- [Exercise objective] Copy every line from the records that holds the word "mountain".

- [Data records]
———

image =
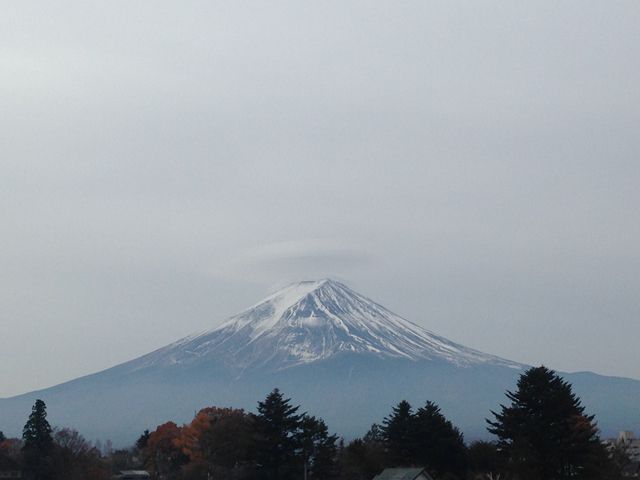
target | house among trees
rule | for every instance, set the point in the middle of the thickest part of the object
(403, 474)
(132, 475)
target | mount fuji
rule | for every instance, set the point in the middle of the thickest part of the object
(339, 354)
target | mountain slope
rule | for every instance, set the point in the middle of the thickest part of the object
(312, 321)
(342, 356)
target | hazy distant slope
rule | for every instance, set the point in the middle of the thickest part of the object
(343, 356)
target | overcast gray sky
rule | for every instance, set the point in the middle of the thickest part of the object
(473, 166)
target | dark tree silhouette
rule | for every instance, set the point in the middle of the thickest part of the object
(277, 436)
(318, 448)
(399, 435)
(439, 445)
(545, 432)
(38, 444)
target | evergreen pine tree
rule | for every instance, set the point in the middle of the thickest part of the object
(545, 432)
(399, 435)
(277, 442)
(38, 444)
(318, 448)
(439, 445)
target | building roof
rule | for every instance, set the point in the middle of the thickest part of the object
(402, 474)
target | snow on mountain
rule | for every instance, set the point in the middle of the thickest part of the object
(308, 322)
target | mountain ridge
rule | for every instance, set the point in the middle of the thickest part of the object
(311, 321)
(341, 355)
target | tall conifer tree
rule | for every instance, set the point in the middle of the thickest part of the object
(278, 429)
(38, 444)
(545, 432)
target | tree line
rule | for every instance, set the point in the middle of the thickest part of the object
(542, 433)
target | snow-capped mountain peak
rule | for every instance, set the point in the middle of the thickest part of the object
(312, 321)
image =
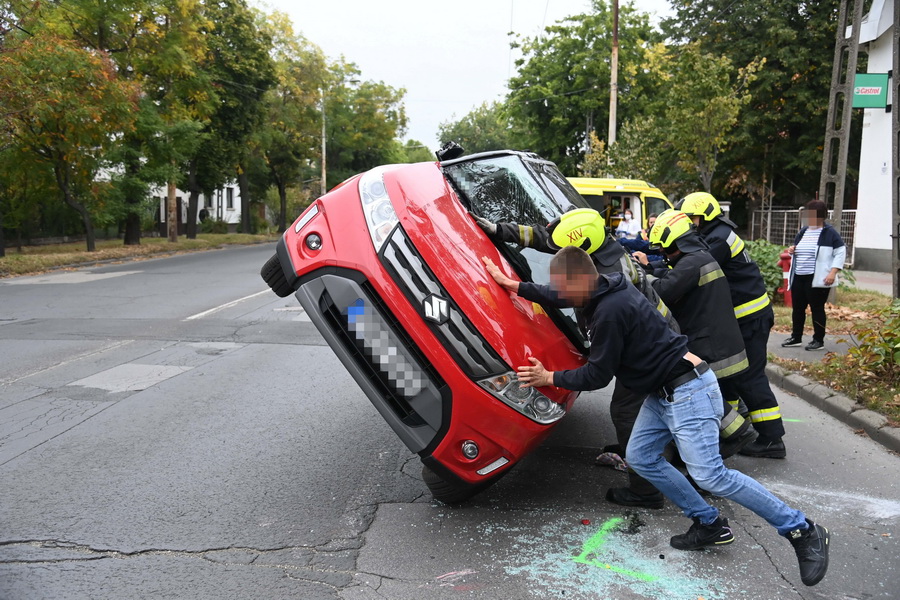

———

- [Exercise answer]
target | mountain slope
target | snow on mountain
target | mountain ridge
target | snow-capped mountain peak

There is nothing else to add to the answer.